**Input for this task:**
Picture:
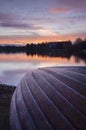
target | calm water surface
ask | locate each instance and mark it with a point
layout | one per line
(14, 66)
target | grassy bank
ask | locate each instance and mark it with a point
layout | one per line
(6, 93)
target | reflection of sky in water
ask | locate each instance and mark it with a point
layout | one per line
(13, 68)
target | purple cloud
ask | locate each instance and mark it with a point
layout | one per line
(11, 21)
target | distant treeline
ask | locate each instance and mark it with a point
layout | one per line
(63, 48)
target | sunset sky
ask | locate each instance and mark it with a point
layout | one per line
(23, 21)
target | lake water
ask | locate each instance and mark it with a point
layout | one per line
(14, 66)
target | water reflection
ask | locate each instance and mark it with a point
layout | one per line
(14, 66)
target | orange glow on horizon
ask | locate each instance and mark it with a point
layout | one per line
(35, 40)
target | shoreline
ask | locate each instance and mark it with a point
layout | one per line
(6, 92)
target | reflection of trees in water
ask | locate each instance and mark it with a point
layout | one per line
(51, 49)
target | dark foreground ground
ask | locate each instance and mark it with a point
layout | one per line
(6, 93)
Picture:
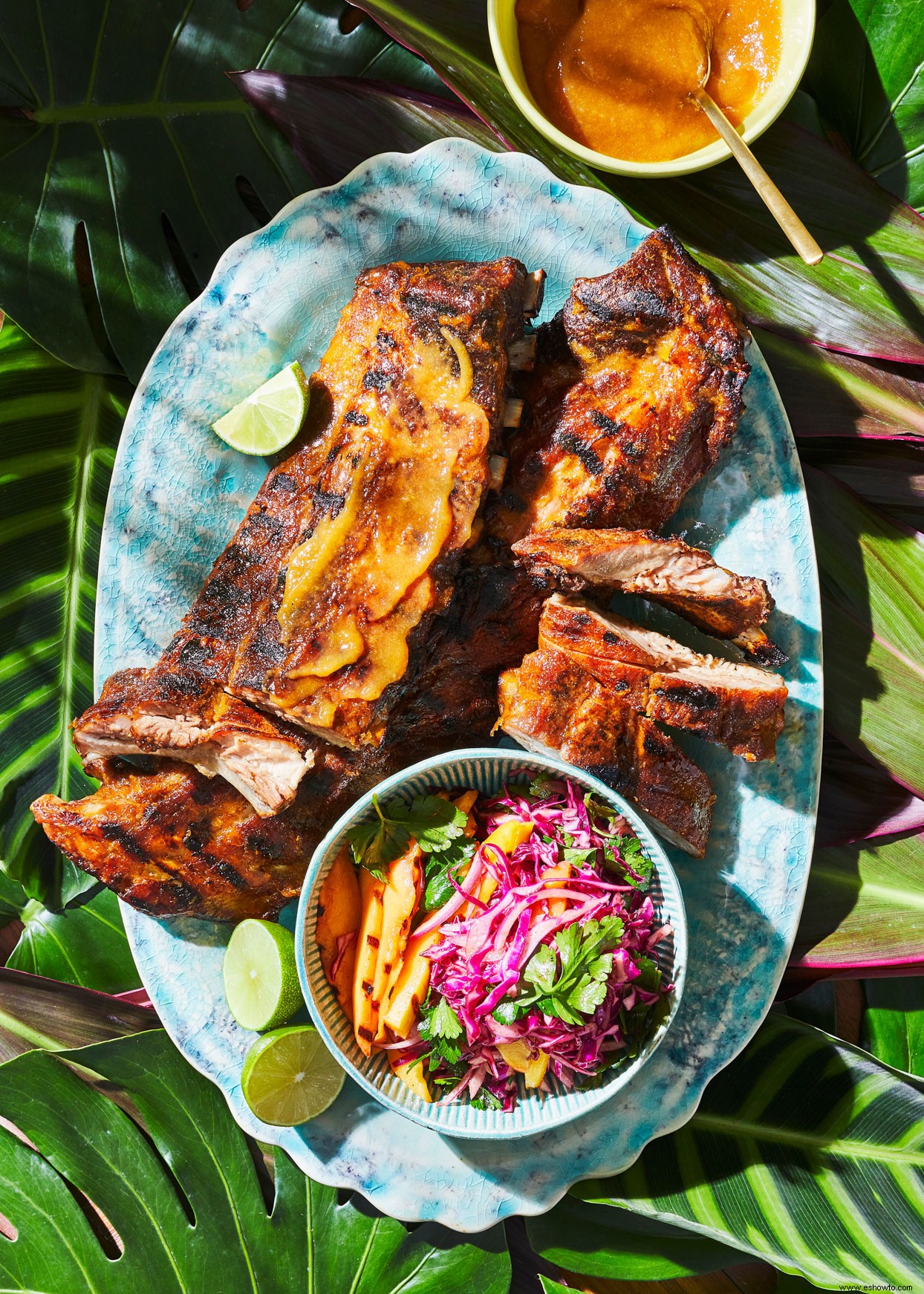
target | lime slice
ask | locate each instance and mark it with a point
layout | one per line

---

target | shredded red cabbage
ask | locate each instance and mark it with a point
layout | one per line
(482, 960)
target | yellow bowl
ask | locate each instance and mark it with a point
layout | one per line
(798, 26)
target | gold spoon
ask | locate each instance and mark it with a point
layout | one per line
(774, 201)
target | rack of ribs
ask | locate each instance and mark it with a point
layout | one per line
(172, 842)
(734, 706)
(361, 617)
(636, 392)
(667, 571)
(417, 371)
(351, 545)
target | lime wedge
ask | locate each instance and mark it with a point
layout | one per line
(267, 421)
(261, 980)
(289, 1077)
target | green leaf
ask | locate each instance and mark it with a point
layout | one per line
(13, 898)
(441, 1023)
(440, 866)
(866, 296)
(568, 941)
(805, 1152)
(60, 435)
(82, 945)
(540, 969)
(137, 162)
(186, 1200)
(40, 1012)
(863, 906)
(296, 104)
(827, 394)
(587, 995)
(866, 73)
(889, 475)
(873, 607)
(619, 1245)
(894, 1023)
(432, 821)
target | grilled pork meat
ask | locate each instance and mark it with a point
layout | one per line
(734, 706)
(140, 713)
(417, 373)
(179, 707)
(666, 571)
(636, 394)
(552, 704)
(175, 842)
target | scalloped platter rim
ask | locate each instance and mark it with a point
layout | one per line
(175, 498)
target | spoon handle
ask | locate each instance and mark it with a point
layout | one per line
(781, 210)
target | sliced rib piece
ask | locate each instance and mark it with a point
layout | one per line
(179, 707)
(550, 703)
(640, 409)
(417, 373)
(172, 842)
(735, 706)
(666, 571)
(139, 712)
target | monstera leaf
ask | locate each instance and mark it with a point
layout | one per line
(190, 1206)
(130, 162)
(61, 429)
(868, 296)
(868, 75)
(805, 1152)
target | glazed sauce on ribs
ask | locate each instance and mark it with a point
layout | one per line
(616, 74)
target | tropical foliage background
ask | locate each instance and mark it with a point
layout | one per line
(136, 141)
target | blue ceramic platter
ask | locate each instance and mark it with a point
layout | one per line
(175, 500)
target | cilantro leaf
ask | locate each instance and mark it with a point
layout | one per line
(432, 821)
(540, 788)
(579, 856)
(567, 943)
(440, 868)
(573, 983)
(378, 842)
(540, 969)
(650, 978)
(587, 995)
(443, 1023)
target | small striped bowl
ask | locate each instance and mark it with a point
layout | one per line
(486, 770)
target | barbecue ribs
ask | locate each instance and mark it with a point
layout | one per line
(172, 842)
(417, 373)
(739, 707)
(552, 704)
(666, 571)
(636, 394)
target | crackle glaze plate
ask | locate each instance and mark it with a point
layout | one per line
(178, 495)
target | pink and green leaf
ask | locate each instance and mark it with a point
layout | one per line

**Task details:**
Find each line in the items above that contains the word "ribs" and copy those lines. Case counts.

**Result below:**
target | rack of ribs
target | glazed sauce on ribs
target | barbecue ribs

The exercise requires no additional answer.